PROBLEMS TO SOLVE –
a) Decide whether each statement below agrees with the text on Medicare plan types. Answer yes or no for each and quote the words of the text that decide it.
(i) Medical Savings Account Plans cover prescription drugs.
(ii) Under Part D, private companies provide the drug coverage and you pay a monthly premium.
(iii) Private Fee-for-Service Plans let you use only in-network doctors and hospitals.
b) Please carry the text on Medicare plan types forward with the next part, starting after its last sentence.

TEXT EXCERPT –
--- --- ---

Medicare PPO Plans – In most plans your share of plan costs is less when you use in-network primary care doctors, specialists and hospitals. Using out-of-network providers costs you more.
Medicare Special Needs Plans – These plans generally limit enrollment to people in certain long-term care facilities (like nursing homes); people eligible for both Medicare and Medicaid; or those with certain chronic or disabling conditions.
Medicare Private Fee-for-Service Plans – In these plans, you may go to any Medicare-approved primary care doctor, specialist, or hospital that will accept the terms of the private plan's payment.
Medicare Medical Savings Account (MSA) Plans - These plans include a high deductible plan that will not begin to pay benefits until the high annual deductible is met. They also include a medical savings account into which Medicare will deposit money for you to use to pay your health care costs. Medical Savings Account Plans do not cover prescription drugs.
Part D (Medicare Prescription Drug Coverage)
Under this program, private companies provide Medicare Prescription Drug Coverage and you pay a monthly premium. Federal retirees already have excellent access to health benefits coverage for drugs through participation in the FEHB Program. However, if you choose to enroll in Part D, Medicare benefits for drugs will be primary (will pay first) in most cases for FEHB enrollees. (Medicare C plans that include prescription drugs will also be primary to FEHB benefits.)

--- --- ---

EXTRACTED INFORMATION –
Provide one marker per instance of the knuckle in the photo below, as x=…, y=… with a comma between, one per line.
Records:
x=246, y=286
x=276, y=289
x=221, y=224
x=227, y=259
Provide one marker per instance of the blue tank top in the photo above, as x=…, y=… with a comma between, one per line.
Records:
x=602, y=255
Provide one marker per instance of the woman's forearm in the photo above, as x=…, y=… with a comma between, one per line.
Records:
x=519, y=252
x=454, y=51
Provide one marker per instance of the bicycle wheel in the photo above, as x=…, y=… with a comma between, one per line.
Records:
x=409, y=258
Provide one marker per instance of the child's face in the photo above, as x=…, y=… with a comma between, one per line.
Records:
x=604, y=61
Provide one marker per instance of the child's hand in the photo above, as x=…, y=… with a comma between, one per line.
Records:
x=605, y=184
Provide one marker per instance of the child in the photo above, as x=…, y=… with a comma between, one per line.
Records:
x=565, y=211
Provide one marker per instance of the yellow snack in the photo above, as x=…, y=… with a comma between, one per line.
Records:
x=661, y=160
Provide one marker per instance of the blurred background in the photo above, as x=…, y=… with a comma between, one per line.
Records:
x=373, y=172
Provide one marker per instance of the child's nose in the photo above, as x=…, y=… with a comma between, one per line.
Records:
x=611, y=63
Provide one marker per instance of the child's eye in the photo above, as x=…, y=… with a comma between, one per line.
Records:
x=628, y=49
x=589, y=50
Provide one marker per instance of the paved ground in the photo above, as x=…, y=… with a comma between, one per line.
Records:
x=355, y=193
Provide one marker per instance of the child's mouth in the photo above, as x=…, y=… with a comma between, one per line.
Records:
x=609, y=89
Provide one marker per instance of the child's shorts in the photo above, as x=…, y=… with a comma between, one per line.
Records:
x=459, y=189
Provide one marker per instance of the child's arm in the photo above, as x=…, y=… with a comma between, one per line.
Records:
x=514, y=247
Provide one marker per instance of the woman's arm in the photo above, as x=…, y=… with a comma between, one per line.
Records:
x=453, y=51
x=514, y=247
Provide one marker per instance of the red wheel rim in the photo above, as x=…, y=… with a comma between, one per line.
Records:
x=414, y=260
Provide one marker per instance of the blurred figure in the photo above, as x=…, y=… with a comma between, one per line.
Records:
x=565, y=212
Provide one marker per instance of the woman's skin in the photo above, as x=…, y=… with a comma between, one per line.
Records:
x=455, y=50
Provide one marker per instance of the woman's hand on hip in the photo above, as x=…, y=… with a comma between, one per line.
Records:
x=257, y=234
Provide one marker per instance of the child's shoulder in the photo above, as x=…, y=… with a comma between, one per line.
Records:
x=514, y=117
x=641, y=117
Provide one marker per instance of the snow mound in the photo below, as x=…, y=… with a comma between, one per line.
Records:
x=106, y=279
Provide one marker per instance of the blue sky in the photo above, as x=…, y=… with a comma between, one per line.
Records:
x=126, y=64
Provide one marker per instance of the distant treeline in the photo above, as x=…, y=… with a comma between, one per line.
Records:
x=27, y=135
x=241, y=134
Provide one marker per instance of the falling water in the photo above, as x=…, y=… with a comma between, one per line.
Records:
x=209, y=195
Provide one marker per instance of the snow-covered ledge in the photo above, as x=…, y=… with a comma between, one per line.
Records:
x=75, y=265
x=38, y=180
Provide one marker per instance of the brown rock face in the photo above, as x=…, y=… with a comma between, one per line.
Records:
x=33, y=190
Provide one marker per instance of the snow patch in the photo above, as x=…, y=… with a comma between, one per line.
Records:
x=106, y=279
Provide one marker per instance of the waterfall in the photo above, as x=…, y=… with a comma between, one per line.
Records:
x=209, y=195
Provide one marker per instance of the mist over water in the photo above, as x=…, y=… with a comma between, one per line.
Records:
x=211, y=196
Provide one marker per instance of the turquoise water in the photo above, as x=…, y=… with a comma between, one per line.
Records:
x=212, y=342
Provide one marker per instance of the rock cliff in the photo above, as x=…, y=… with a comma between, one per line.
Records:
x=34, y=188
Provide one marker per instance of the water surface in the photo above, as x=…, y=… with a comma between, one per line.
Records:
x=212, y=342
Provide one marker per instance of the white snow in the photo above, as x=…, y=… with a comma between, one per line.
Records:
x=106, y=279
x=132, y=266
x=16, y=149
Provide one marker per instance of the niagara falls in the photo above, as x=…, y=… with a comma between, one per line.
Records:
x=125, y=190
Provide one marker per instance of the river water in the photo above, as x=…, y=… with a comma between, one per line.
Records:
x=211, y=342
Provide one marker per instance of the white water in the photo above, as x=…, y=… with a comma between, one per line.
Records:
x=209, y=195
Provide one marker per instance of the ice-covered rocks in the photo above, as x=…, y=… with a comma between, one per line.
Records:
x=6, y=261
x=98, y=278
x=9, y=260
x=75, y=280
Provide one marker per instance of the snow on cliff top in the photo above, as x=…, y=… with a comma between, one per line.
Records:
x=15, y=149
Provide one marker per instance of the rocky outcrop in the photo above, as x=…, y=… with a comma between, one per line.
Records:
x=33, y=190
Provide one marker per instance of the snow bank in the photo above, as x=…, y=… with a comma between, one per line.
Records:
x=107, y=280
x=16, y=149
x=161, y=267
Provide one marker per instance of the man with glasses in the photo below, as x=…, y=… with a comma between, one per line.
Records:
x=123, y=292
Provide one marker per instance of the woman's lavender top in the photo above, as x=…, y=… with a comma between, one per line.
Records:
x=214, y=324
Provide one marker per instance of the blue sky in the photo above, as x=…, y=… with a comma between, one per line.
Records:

--- --- ---

ANSWERS TO THE EXERCISE –
a)
(i) No: "Medical Savings Account Plans do not cover prescription drugs."
(ii) Yes: "private companies provide Medicare Prescription Drug Coverage and you pay a monthly premium."
(iii) No: "you may go to any Medicare-approved primary care doctor, specialist, or hospital that will accept the terms of the private plan's payment."

b)
It will almost always be to your advantage to keep your current FEHB coverage without any changes. The exception is for those with limited incomes and resources who may qualify for Medicare's extra help with prescription drug costs. Contact your benefits administrator or your FEHB Program insurer for information about your FEHB coverage before making any changes.
It is important to note that FEHB Program prescription drug coverage is an integral part of your total health benefits package. You cannot suspend or cancel FEHB Program prescription drug coverage without losing your FEHB plan coverage in its entirety (in other words, losing coverage) for hospital and medical services which would mean you might have significantly higher costs for those services.
Because all FEHB Program plans have as good or better coverage than Medicare, they are considered to offer creditable coverage. So, if you decide not to join a Medicare drug plan now, but change your mind later and you are still enrolled in FEHB, you can do so without paying a late enrollment penalty. As long as you have FEHB Program coverage you may enroll in a Medicare prescription drug plan from November 15 to December 31st of each year at the regular monthly premium rate. However, if you lose your FEHB Program coverage and want to join a Medicare prescription drug program, you must join within 63 days of losing your FEHB coverage or your monthly premium will include a late enrollment penalty. The late enrollment penalty will change each year but will be included in your premium each year for as long as you maintain the coverage.